# [Consigne de la tâche]
Reproduisez à l'identique toutes les lignes des données ci-dessous.
◆ ◆ ◆ ◆ ◆ ◆ ◆
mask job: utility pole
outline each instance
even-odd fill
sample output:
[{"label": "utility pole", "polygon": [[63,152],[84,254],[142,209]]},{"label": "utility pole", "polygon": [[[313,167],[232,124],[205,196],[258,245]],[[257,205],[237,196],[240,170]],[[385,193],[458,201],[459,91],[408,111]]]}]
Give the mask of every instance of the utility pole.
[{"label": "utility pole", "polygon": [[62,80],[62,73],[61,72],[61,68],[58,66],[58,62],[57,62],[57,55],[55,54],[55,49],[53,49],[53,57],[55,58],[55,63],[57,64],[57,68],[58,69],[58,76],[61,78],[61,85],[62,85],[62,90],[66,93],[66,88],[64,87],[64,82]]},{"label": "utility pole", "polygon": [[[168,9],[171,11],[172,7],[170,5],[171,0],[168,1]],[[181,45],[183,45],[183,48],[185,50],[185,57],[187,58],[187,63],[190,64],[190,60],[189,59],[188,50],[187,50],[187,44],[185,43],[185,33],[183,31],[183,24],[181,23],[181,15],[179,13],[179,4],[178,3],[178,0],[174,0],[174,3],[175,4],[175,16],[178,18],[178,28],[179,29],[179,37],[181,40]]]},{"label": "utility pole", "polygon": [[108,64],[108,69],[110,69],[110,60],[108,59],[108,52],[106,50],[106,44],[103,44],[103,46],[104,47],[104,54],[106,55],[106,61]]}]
◆ ◆ ◆ ◆ ◆ ◆ ◆
# [Réponse au problème]
mask job: utility pole
outline each instance
even-odd fill
sample output:
[{"label": "utility pole", "polygon": [[63,152],[84,254],[142,209]]},{"label": "utility pole", "polygon": [[[313,167],[232,124],[205,196],[258,245]],[[257,205],[237,196],[240,170]],[[385,193],[458,201],[459,91],[408,111]]]}]
Give the mask of every instance of the utility pole.
[{"label": "utility pole", "polygon": [[62,80],[62,73],[61,72],[61,68],[58,66],[58,62],[57,62],[57,55],[55,54],[55,49],[53,49],[53,57],[55,58],[55,63],[57,64],[57,68],[58,69],[58,76],[61,78],[61,85],[62,85],[62,90],[66,93],[66,88],[64,87],[64,82]]},{"label": "utility pole", "polygon": [[[168,9],[171,11],[172,7],[170,5],[171,0],[168,1]],[[181,45],[183,45],[183,48],[185,50],[185,57],[187,58],[187,63],[190,64],[190,60],[189,59],[188,50],[187,50],[187,44],[185,43],[185,33],[183,31],[183,24],[181,23],[181,15],[179,13],[179,4],[178,3],[178,0],[174,0],[174,3],[175,4],[175,16],[178,18],[178,28],[179,29],[179,37],[181,40]]]},{"label": "utility pole", "polygon": [[108,64],[108,69],[110,69],[110,60],[108,59],[108,52],[106,50],[106,44],[103,44],[103,46],[104,47],[104,54],[106,55],[106,61]]}]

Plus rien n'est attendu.